WORK ITEM: Output the line containing "in white top", then every remaining line of the entries below, exactly as written and with no other text.

SUPPLIED RECORDS:

☆ ☆ ☆

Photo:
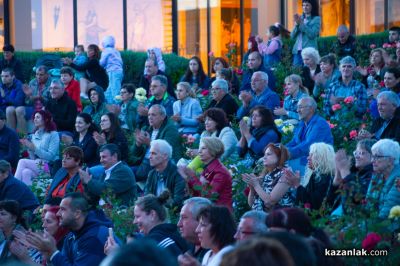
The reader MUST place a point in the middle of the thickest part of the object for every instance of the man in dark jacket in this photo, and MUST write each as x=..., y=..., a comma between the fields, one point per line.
x=84, y=245
x=164, y=174
x=13, y=189
x=118, y=177
x=9, y=142
x=62, y=107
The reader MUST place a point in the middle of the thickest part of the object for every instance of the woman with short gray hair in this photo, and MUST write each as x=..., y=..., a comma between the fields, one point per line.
x=384, y=190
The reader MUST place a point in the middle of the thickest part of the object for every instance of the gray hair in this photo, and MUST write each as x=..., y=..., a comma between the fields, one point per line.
x=163, y=147
x=196, y=204
x=222, y=84
x=160, y=108
x=387, y=147
x=263, y=75
x=58, y=83
x=348, y=60
x=259, y=220
x=162, y=79
x=390, y=96
x=312, y=53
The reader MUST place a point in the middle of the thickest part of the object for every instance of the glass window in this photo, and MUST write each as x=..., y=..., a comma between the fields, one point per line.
x=52, y=25
x=369, y=16
x=100, y=18
x=149, y=24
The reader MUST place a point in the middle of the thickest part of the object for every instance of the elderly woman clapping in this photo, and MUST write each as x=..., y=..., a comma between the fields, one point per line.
x=384, y=188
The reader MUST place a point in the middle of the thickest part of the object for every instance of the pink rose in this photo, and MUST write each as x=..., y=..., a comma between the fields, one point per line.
x=348, y=100
x=336, y=107
x=370, y=241
x=353, y=134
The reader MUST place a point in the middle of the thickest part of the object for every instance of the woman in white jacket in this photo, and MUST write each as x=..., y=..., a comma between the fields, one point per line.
x=43, y=147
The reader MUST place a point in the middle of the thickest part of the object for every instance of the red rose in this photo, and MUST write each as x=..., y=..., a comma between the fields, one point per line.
x=370, y=241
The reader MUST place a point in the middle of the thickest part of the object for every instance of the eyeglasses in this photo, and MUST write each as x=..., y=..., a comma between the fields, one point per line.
x=378, y=157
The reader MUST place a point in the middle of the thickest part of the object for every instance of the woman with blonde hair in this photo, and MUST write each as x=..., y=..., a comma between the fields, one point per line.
x=186, y=109
x=272, y=191
x=295, y=91
x=313, y=187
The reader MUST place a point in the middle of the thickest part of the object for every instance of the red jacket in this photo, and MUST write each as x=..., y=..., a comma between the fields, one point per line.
x=74, y=92
x=219, y=184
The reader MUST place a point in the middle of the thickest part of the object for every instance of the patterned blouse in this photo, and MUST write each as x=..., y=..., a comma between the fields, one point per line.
x=268, y=183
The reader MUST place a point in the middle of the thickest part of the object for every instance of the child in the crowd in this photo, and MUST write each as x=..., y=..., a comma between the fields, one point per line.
x=111, y=61
x=71, y=86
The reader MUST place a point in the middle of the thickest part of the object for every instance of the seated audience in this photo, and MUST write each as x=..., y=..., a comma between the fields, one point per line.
x=351, y=182
x=118, y=177
x=67, y=178
x=83, y=138
x=164, y=174
x=97, y=105
x=9, y=142
x=345, y=44
x=187, y=109
x=295, y=91
x=13, y=189
x=346, y=86
x=311, y=129
x=150, y=217
x=195, y=75
x=254, y=138
x=71, y=86
x=9, y=60
x=261, y=94
x=383, y=191
x=43, y=147
x=222, y=99
x=62, y=107
x=252, y=223
x=273, y=191
x=312, y=189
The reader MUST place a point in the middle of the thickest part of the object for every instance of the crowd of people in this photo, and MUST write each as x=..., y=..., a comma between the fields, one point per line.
x=103, y=142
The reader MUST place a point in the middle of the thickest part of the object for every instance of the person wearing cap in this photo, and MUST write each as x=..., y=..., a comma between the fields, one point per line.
x=346, y=86
x=10, y=61
x=9, y=142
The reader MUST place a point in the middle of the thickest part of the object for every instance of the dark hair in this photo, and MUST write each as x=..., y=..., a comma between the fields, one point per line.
x=78, y=202
x=330, y=59
x=67, y=70
x=129, y=87
x=49, y=124
x=223, y=62
x=96, y=50
x=114, y=128
x=201, y=75
x=144, y=252
x=112, y=148
x=254, y=44
x=223, y=226
x=88, y=120
x=8, y=48
x=151, y=202
x=75, y=152
x=258, y=252
x=315, y=7
x=218, y=115
x=13, y=207
x=9, y=70
x=274, y=30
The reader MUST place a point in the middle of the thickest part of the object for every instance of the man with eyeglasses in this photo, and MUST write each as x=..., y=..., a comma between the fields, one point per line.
x=344, y=87
x=261, y=94
x=251, y=223
x=387, y=125
x=312, y=128
x=62, y=107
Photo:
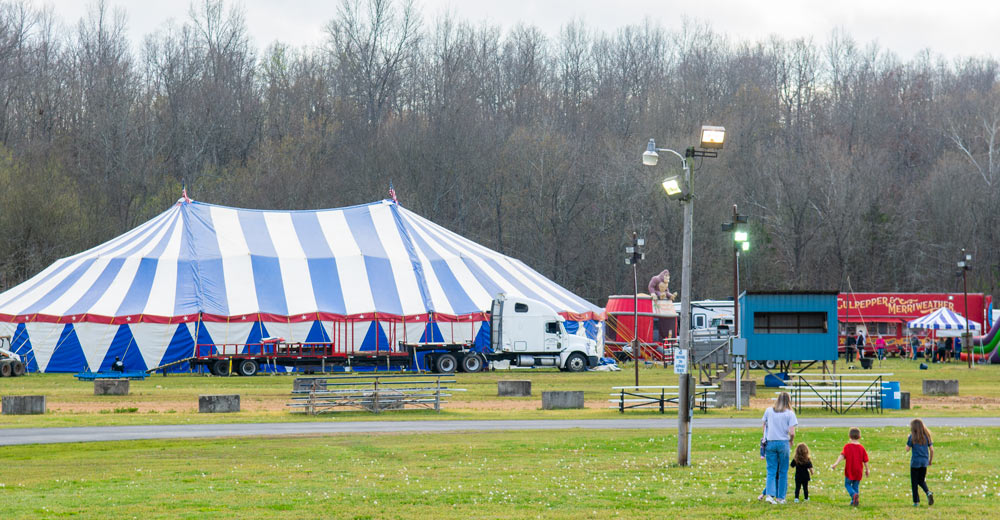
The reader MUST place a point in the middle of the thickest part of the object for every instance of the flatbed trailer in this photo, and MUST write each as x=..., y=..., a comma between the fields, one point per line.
x=247, y=359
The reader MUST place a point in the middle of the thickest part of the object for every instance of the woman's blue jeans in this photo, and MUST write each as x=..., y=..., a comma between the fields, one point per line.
x=776, y=455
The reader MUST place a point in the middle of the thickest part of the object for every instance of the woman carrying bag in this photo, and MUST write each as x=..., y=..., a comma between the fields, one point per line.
x=779, y=433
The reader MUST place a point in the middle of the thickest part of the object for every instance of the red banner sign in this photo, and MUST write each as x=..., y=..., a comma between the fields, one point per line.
x=907, y=306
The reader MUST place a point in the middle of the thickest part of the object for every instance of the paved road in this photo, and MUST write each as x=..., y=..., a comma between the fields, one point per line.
x=185, y=431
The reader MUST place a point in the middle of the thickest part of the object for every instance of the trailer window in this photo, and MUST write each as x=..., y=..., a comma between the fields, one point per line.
x=789, y=323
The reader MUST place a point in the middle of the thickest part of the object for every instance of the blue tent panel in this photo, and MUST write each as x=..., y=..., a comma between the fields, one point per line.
x=432, y=334
x=181, y=346
x=68, y=355
x=123, y=346
x=257, y=333
x=317, y=334
x=20, y=344
x=375, y=333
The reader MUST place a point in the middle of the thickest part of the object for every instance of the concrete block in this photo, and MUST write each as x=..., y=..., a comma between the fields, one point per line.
x=562, y=400
x=728, y=399
x=23, y=404
x=513, y=388
x=940, y=386
x=111, y=386
x=225, y=403
x=729, y=385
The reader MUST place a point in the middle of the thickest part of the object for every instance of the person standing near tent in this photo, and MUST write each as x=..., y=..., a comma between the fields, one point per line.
x=779, y=433
x=850, y=350
x=880, y=348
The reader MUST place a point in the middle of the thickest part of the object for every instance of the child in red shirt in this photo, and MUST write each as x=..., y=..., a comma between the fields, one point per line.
x=856, y=458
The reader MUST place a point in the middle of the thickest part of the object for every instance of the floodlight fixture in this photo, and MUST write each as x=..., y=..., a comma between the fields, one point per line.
x=650, y=157
x=713, y=137
x=675, y=187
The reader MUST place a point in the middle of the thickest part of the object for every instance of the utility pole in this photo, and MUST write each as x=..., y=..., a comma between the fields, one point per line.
x=965, y=265
x=684, y=391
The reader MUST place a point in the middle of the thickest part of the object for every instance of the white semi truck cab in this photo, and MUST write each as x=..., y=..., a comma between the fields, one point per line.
x=524, y=333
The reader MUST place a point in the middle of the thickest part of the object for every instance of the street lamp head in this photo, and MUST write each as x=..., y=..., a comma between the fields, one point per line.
x=650, y=157
x=713, y=137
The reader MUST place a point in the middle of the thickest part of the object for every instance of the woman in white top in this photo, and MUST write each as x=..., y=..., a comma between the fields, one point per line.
x=779, y=432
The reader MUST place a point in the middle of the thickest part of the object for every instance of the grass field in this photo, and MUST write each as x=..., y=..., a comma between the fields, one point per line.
x=551, y=474
x=173, y=399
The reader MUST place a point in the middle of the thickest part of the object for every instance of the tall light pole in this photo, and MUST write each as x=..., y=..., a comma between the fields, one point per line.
x=712, y=138
x=635, y=255
x=965, y=264
x=740, y=242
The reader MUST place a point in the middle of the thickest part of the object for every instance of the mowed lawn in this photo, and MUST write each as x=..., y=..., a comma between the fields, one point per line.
x=551, y=474
x=174, y=399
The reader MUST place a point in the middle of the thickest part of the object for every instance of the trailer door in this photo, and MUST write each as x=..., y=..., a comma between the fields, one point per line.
x=496, y=325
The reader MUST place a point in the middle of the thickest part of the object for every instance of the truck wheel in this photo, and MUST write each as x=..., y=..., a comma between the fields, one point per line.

☆ ☆ ☆

EXPECTED OUTPUT:
The reader MUST place a point in the middle of the thickest part of the object for every instance of the woman in white top in this photo, and MUST write each as x=..., y=..., a comma between the fields, one point per line.
x=779, y=432
The reader MUST place a point in the middle of the thickest part of the object for every instance of the grass field in this photo, and MUST write each as x=..., y=..., a comma between the fields, one point per line.
x=551, y=474
x=173, y=399
The reader MUST place a point in the middle of the thickest part of the object for every instance of the tall light pole in this photo, and MUST write each as x=..., y=..., a comma between the fields, one point per line.
x=712, y=138
x=635, y=255
x=965, y=264
x=740, y=242
The reader MUST place a point in the middle of the thickest part of the object for every instance of the mowed lawn in this photo, and MUST write each as x=..., y=..., a comma between the fields, one point per line.
x=551, y=474
x=174, y=399
The reader MUST place a point in the middle of the thickest part of the object for every instance of the trailer door in this photo, and MUST write each as x=..., y=..., a comma between the fields, one point per line.
x=496, y=325
The reader MUST place a point in the middle of the thickest part of the object for every instance of the truck wheel in this photo, and MUST write each as x=..., y=..., a comma between the fields, one point per line.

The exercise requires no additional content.